ALK C1156Y, the researchers said, is a known crizotinib-resistance mutation, while ALK L1198F has been reported to be a gain-of-function mutation in anaplastic thyroid cancer and a brigatinib-resistance mutation when combined with F1174V in a nucleophosmin-ALK-rearranged cell line.
The two ALK mutations were present at similar frequencies in the woman's tumor, suggesting they were present on the same allele of the ALK fusion gene. The researchers confirmed their suspicion by amplifying EML4-ALK from a frozen tissue specimen, sub-cloning the PCR products into a vector, and sequencing resulting bacterial colonies.
Shaw and her colleagues also performed exome sequencing on tumor tissue samples collected from the patient before treatment, after relapse while on crizotinib, and after her second relapse while on lorlatinib.
The ALK C1156Y mutation was present at low levels in the pre-treatment sample, they reported, as well as in the crizotinib-resistant sample. The double ALK C1156Y-L1198F mutation, meanwhile, was only in the lorlatinib-resistant sample.
The number of tumor cells harboring the ALK C1156Y mutation increased from less than 7 percent in the pre-treatment sample to about half in the crizotinib-resistant sample and then to 100 percent of the lorlatinib-resistant sample, they added.
⁂
*Problems to solve*
**1.** Reproduce the stretch of the ALK mutation passage from "The ALK C1156Y mutation was" through "sample, they added.".
**2.** Answer these questions from the ALK mutation passage:
(a) What kind of mutation is ALK C1156Y said to be?
(b) From what was EML4-ALK amplified to confirm the allele suspicion?
(c) In which sample was the double ALK C1156Y-L1198F mutation found?
**3.** Carry the ALK mutation passage on past its last sentence.
The material after this point comes from a different source.

*Information given*
⁂
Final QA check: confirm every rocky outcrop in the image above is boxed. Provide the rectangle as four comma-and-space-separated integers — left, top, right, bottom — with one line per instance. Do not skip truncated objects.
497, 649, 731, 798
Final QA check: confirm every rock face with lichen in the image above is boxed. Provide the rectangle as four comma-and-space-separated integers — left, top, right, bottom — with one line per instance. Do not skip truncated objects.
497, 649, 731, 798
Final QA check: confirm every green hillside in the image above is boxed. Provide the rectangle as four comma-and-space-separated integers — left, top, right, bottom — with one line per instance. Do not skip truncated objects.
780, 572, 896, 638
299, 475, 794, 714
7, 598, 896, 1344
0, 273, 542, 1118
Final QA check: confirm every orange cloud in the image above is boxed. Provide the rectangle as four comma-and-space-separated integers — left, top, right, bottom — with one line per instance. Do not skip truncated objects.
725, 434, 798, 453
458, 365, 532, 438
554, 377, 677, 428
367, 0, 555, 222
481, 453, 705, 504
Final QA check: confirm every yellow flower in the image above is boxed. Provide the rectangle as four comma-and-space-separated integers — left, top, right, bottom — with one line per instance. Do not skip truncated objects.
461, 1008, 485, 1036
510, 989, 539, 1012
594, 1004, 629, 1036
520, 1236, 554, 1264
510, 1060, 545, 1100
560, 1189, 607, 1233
⁂
*List of answers*
**1.**
The ALK C1156Y mutation was present at low levels in the pre-treatment sample, they reported, as well as in the crizotinib-resistant sample. The double ALK C1156Y-L1198F mutation, meanwhile, was only in the lorlatinib-resistant sample.
The number of tumor cells harboring the ALK C1156Y mutation increased from less than 7 percent in the pre-treatment sample to about half in the crizotinib-resistant sample and then to 100 percent of the lorlatinib-resistant sample, they added.

**2.**
(a) A known crizotinib-resistance mutation.
(b) A frozen tissue specimen.
(c) Only in the lorlatinib-resistant sample.

**3.**
This and clonal analyses indicated to the researchers that a minor subclone carrying the ALK C1156Y mutation was present even before crizotinib treatment began, was enriched during treatment, and further acquired an ALK L1198F mutation as the patient's disease progressed.
After relapsing on lorlatinib, the patient was given crizotinib a second time and responded to it before again relapsing. Targeted NGS testing of a biopsy obtained at that second relapse while on crizotinib indicated that the ALK L1198F mutation was no longer present. This, the researchers said, is consistent with the suppression of the C1156Y-L1198F subclone by crizotinib.
To check that ALK C1156Y-L1198F does indeed mediate lorlatinib resistance, Shaw and her colleagues generated cell lines expressing ALK C1156Y, ALK L1198F, or the ALK C1156Y-L1198F double mutation. Cell survival assays showed ALK C1156Y-L1198F was resistant to lorlatinib as well as second-generation ALK inhibitors.
Crizotinib, they noted, inhibited both ALK C1156Y-L1198F and wild-type ALK with similar potency.
ALK L1198F was sensitive to next-generation ALK inhibitors including lorlatinib, and ALK C1156Y-L1198F phosphorylation was suppressed by crizotinib, but not by lorlatinib. This, the researchers said, corroborates observations made in the clinic that C1156Y-L1198F causes lorlatinib resistance, but also sensitivity to crizotinib.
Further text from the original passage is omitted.